### Task brief
Please output the records below word for word and omit the pictures.

### Extracted data
____________

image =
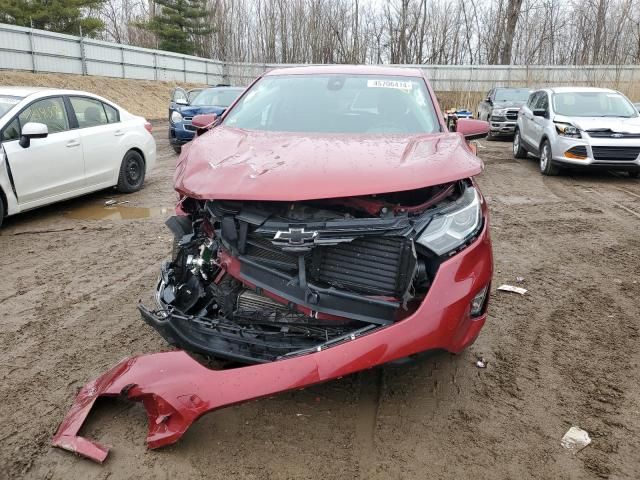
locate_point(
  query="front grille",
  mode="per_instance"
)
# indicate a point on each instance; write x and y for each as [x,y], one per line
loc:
[372,265]
[577,151]
[611,134]
[626,154]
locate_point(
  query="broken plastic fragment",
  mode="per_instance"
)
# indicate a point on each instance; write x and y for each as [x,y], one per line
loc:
[511,288]
[575,439]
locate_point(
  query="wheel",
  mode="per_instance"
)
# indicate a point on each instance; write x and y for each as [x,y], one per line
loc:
[518,150]
[132,172]
[546,165]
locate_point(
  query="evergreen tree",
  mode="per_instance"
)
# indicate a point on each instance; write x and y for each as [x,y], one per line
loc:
[179,23]
[63,16]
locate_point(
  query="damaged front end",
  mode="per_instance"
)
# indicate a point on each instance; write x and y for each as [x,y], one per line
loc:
[308,291]
[259,281]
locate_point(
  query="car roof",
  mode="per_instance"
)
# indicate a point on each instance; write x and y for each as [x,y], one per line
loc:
[27,91]
[579,89]
[346,70]
[21,91]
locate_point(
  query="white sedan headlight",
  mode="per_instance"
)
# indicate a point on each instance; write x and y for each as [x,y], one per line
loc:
[454,226]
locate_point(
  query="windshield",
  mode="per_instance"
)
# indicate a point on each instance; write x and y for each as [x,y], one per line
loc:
[216,97]
[512,94]
[593,104]
[336,104]
[7,102]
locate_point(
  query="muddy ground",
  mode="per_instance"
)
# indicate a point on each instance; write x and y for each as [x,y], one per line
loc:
[567,353]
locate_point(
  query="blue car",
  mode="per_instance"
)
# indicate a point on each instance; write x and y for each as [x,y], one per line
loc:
[186,104]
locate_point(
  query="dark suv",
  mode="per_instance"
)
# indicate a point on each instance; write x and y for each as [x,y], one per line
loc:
[500,109]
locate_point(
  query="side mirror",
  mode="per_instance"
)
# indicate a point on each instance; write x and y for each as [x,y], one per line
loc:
[204,122]
[32,130]
[472,129]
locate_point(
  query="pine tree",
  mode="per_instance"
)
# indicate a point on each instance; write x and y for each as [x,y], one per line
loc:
[179,23]
[62,16]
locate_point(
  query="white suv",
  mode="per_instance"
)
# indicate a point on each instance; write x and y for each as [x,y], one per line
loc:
[574,127]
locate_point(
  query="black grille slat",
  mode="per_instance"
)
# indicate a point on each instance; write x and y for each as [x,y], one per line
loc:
[370,265]
[615,153]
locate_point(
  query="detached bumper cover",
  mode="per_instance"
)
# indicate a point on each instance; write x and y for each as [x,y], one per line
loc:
[176,390]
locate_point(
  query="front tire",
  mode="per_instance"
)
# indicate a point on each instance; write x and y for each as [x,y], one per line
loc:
[518,150]
[132,171]
[546,164]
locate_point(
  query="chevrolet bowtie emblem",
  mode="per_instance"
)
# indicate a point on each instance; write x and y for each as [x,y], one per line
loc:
[295,236]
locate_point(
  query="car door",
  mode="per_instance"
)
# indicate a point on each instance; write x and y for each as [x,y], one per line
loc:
[537,122]
[50,168]
[100,138]
[526,123]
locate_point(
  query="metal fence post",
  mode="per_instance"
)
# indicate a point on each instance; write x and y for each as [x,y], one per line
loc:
[225,74]
[83,57]
[122,61]
[33,53]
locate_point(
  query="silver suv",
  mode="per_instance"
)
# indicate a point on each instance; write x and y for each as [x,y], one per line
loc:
[573,127]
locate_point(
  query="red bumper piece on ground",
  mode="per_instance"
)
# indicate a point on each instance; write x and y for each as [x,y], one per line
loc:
[175,389]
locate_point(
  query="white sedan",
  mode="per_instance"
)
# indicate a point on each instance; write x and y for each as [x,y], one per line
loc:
[58,144]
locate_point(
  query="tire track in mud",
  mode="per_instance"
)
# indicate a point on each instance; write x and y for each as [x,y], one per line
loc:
[371,384]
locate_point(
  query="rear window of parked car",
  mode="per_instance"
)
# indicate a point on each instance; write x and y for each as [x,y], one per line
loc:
[89,112]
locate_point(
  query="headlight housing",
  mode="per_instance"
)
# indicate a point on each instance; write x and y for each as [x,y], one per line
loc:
[176,117]
[454,226]
[568,130]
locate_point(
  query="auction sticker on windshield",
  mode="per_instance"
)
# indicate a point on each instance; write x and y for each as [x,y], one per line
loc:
[389,84]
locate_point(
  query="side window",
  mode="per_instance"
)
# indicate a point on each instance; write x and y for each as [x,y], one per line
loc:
[89,112]
[49,111]
[11,131]
[543,101]
[112,114]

____________

### Exercise response
image =
locate_point(
  query="front grille",
  mode="per_instance"
)
# indicate a point on each instance; write x and y for each as [x,y], one per line
loc:
[372,265]
[577,151]
[611,134]
[626,154]
locate_point(
  query="broken plastic fragment",
  mode="per_instance"
)
# indicate a point on each instance; write x and y for each as [x,y], one per line
loc:
[511,288]
[575,439]
locate_point(
  query="wheel",
  mode="per_instance"
)
# indicate a point on each instance; write x and y for each as [x,y], one per line
loc:
[518,150]
[132,172]
[546,165]
locate_point(
  query="evergreen tree",
  mode="per_instance"
)
# indicate a point on each instance; write x and y for each as [x,y], one per line
loc:
[179,23]
[63,16]
locate_point(
  query="damaged front end",
  mode="per_instance"
)
# indicate a point on each instance; write x and y for each as [x,y], one per line
loc:
[308,291]
[259,281]
locate_point(
  query="car roof",
  mode="per_instance"
)
# indicate a point on each instance; write x and y for each as [x,y], one per line
loc:
[27,91]
[579,89]
[346,70]
[21,91]
locate_point(
  query="white sedan headlight",
  mode="per_instance"
)
# indicate a point on each instance; write x and y for each as [x,y], one per line
loc:
[454,226]
locate_point(
  query="windshield",
  mode="per_instance"
)
# indicate a point on each instance; write x and y for each as [x,y], one per line
loc:
[216,97]
[512,94]
[593,104]
[336,104]
[7,102]
locate_point(
  query="muddy ground",
  mode="per_instance"
)
# indicate a point on each instance; write x and y for each as [x,y], one per line
loc:
[567,353]
locate_point(
  query="blue car",
  mode="per_instance"
)
# indicate a point on each instance; write x and y for each as [x,y], one per line
loc:
[186,104]
locate_point(
  query="dark suv",
  mode="per_instance"
)
# indicate a point on each instance; write x and y for each as [x,y], one per line
loc:
[500,109]
locate_point(
  query="side mirror",
  mode="per_instance"
)
# indicate a point on each instance; write x and y for each as [x,y], one per line
loc:
[204,122]
[32,130]
[472,129]
locate_point(
  query="pine tree",
  mode="per_instance"
)
# indicate a point on each instance; write x and y for each as [x,y], one per line
loc:
[179,23]
[62,16]
locate_point(
  query="white suv",
  mode="per_instance"
)
# indicate a point on each instance; write x and y for each as [x,y], one per line
loc:
[574,127]
locate_point(
  query="black grille slat",
  mode="per_instance"
)
# indicate a point on each instance; write x and y for each as [x,y], one per line
loc:
[370,265]
[615,153]
locate_point(
  query="detached bumper cover",
  mode="per_instance"
)
# indicate a point on each instance; write x and y for each as [x,y], one per line
loc:
[176,390]
locate_point(
  query="front tire",
  mode="per_instance"
)
# indicate a point on each instance; write x and y for each as [x,y], one per line
loc:
[518,150]
[132,171]
[546,164]
locate_point(
  query="chevrolet bowtie emblem",
  mode="per_instance"
)
# indicate a point on each instance; write x and y for each as [x,y], one per line
loc:
[295,236]
locate_point(
  query="car door",
  mode="per_instance"
)
# indicate a point on each instance; write x and y for each as [x,y], one per line
loc:
[537,122]
[50,168]
[100,138]
[526,123]
locate_point(
  query="metal fence post",
  mode="per_instance"
)
# indicate a point on each instance; write x and y for each as [x,y], one per line
loc:
[225,74]
[83,57]
[122,61]
[33,53]
locate_point(
  query="silver suv",
  mode="per_instance"
)
# indicate a point on each instance; write x and y for each as [x,y], one per line
loc:
[573,127]
locate_point(
  query="red bumper piece on ground",
  mode="per_instance"
)
# indicate a point on each instance; write x and y for each as [x,y], one per line
loc:
[175,389]
locate_point(
  query="white sedan",
  mode="per_instance"
)
# indicate a point on each instance; write x and y for each as [x,y], one per line
loc:
[58,144]
locate_point(
  query="tire track in mud",
  mode="per_instance"
)
# indicate a point on each instance; write x and y for each as [x,y], one per line
loc:
[371,384]
locate_point(
  query="rear window of parked car",
  mode="per_instance"
)
# indicate a point on each instance; write x and y for each as [x,y], one per line
loc:
[89,112]
locate_point(
  query="headlight housing",
  mode="per_instance"
)
# indicate a point on each instance; write x and y for each as [x,y], one per line
loc:
[176,117]
[454,226]
[568,130]
locate_point(
  query="auction sticker on windshield",
  mode="per_instance"
)
# indicate a point on each instance; write x and y for each as [x,y], one per line
loc:
[389,84]
locate_point(
  query="side window",
  mode="per_instance"
)
# indicate a point on each instance; write x and y for each as [x,y], one per line
loc:
[89,112]
[49,111]
[11,131]
[543,101]
[112,114]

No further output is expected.